## Source text
□ □ □ □ □

Adjustable Reasoning Effort

Most reasoning model APIs expose a way to control how much thinking the model does:

Standard (no TTC)

Single forward pass — instant but limited reasoning

High-effort TTC

32K–64K+ thinking tokens — best on hard tasks, costly

Factual Q&A

Low effort (1–4K tokens)

Medium effort (8–16K tokens)

High effort (32K+ tokens)

Use medium effort as the default — reserve high only for demonstrably hard problems

Effort Level	Max thinking tokens	Typical latency	Best for
Low / fast	~1,000–4,000	5–15 seconds	Moderately hard problems where some reasoning helps
Medium	~8,000–16,000	20–60 seconds	Complex maths, debugging, structured analysis
High / thorough	~32,000–64,000+	1–5 minutes	Research-grade problems, competition maths, hard proofs

Cost note: At high effort, a single query can cost $0.50–$2.00 with top-tier reasoning models. At scale this adds up fast. Use medium effort as the default and reserve high only for problems that demonstrably need it.

Where Test-Time Compute Excels

Strong TTC benefit

Mathematics

Multi-step algebra, calculus, combinatorics, olympiad-level proofs. AIME benchmark improved from ~15% (standard) to 90%+ (o3/o4-mini).

Formal logic & constraint satisfaction

Logic puzzles, scheduling problems, SAT-like constraint reasoning.

Complex code generation

Algorithms requiring careful implementation, debugging subtle bugs, SWE-bench-style software engineering tasks.

Multi-step planning

Agentic task planning, resource allocation, decision trees with many dependent steps.

Scientific reasoning

Graduate-level science (GPQA benchmark), hypothesis evaluation, experiment design.

Structured analysis

Analysing a complex document, weighing evidence with multiple constraints, detecting inconsistencies in a policy or contract.

Where It Doesn't Help

Minimal or negative TTC benefit

Factual recall — "What year was the Eiffel Tower built?" — the answer is either in the weights or not; reasoning adds latency without accuracy gain
Simple generation — Writing a tweet, summarising a paragraph, translating a sentence — fluency tasks, not reasoning tasks
Real-time chat — 30-second thinking time is incompatible with conversational UX expectations
High-volume pipelines — If you process 100,000 documents/day, reasoning-model pricing and latency make it impractical for most steps
Current knowledge needs — Thinking hard doesn't help with information the model wasn't trained on; you still need retrieval (RAG)

□ □ □ □ □

## Provided information
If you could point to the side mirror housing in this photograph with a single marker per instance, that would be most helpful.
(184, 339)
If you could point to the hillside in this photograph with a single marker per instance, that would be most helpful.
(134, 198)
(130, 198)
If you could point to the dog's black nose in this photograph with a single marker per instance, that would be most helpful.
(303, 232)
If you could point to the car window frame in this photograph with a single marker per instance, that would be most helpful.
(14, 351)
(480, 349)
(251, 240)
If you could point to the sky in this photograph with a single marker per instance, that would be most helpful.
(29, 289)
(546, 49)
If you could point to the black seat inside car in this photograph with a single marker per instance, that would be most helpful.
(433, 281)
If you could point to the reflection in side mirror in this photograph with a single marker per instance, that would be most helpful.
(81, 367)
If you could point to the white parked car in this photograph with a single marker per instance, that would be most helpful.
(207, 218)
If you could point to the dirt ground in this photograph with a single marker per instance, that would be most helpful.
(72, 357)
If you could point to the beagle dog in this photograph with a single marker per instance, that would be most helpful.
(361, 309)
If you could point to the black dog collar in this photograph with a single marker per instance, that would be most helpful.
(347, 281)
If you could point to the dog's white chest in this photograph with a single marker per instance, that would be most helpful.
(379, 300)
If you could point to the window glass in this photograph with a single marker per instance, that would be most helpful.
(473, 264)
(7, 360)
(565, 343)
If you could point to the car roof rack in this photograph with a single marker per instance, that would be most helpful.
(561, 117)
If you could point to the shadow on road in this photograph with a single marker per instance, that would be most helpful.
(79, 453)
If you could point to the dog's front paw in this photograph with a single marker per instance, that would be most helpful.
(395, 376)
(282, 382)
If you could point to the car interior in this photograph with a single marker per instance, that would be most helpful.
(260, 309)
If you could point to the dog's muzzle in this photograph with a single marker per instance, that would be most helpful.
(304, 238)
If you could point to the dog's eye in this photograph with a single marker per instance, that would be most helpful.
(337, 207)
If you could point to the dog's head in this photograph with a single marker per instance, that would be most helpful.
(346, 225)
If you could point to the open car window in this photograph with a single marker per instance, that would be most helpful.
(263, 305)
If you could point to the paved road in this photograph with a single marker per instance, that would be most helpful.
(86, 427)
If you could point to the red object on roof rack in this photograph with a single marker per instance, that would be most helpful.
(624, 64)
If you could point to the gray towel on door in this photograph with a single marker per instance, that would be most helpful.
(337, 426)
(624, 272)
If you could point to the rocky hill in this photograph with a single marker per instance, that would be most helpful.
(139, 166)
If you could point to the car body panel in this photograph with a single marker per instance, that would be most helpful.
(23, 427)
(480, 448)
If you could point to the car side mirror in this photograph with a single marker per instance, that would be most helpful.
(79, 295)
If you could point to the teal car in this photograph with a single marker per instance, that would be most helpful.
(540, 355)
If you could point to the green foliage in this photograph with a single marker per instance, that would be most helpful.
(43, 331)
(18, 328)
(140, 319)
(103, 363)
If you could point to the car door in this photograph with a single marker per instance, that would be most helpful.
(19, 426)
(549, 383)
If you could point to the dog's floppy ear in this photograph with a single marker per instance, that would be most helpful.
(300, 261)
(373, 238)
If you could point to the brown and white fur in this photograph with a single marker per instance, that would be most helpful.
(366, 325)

□ □ □ □ □

## Problem A
Answer these questions from the test-time compute text:
(i) What typical latency does the table give for the medium effort level?
(ii) Which benchmark is named for graduate-level science?
(iii) What can a single query cost at high effort with top-tier reasoning models?
## Problem B
Say whether each statement agrees with the test-time compute text, and quote the words that decide it:
(i) The text recommends high effort as the default setting.
(ii) With o3/o4-mini, the AIME benchmark rose to 90% or more.
(iii) Thinking hard removes the need for retrieval when the model wasn't trained on the information.
Rely on the test-time compute text alone.

## Task result A
(i) 20–60 seconds
(ii) GPQA
(iii) $0.50–$2.00

## Task result B
(i) No: "Use medium effort as the default"
(ii) Yes: "AIME benchmark improved from ~15% (standard) to 90%+ (o3/o4-mini)."
(iii) No: "Thinking hard doesn't help with information the model wasn't trained on; you still need retrieval (RAG)"